● **Extracto del texto**
== == ==

Escrito: 1934.
Primera vez publicado:
L’Estrella Roja, 1 diciembre 1934.
Fuente/Edición digital: La
Bataille Socialiste.
Esta edición: Marxists Internet Archive, noviembre de 2010.
Las situaciones de equilibrio inestable no pueden sostenerse durante largo tiempo. La tensión producida entre las fuerzas de la revolución y de la contrarrevolución desde el otoño de 1933 tenía forzosamente que encontrar una salida, y la encontró en el alzamiento del mes de octubre.
Constituían las fuerzas de la revolución la pequeña burguesía radical y el proletariado. No se contaba, sin embargo, con la alianza de la gran masa campesina y semiproletaria, desmoralizada por la huelga de junio. Puede afirmarse, pues, que el movimiento comprendía la lucha de las regiones industriales y mineras contra la España agrícola, en sus formas arcaicas de producción.

== == ==

● **Material proporcionado**
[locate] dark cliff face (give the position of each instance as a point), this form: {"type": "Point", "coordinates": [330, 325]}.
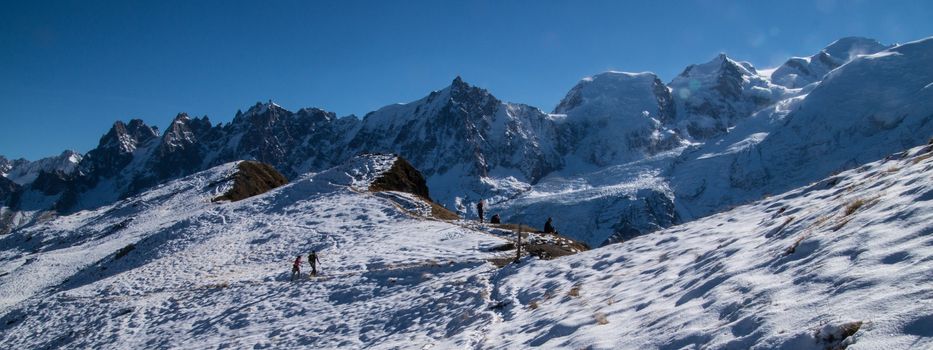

== == ==

● **Complete lo siguiente**
**1.** Enumere todos los nombres de meses que aparecen en el extracto.
**2.** Responda a cada pregunta según el extracto, con la misma letra:
(a) ¿En qué publicación y en qué fecha apareció el texto por primera vez?
(b) ¿Qué fuerzas constituían las fuerzas de la revolución?
(c) ¿Desde cuándo existía la tensión entre las fuerzas de la revolución y de la contrarrevolución?
**3.** Explique, según el extracto, por qué la tensión entre las fuerzas de la revolución y de la contrarrevolución tenía forzosamente que encontrar una salida.

● **Lista de soluciones**
**1.** diciembre, noviembre, octubre, junio

**2.**
(a) En L’Estrella Roja, el 1 de diciembre de 1934.
(b) La pequeña burguesía radical y el proletariado.
(c) Desde el otoño de 1933.

**3.** Tenía que encontrar una salida porque las situaciones de equilibrio inestable no pueden sostenerse durante largo tiempo. Esa salida fue el alzamiento del mes de octubre.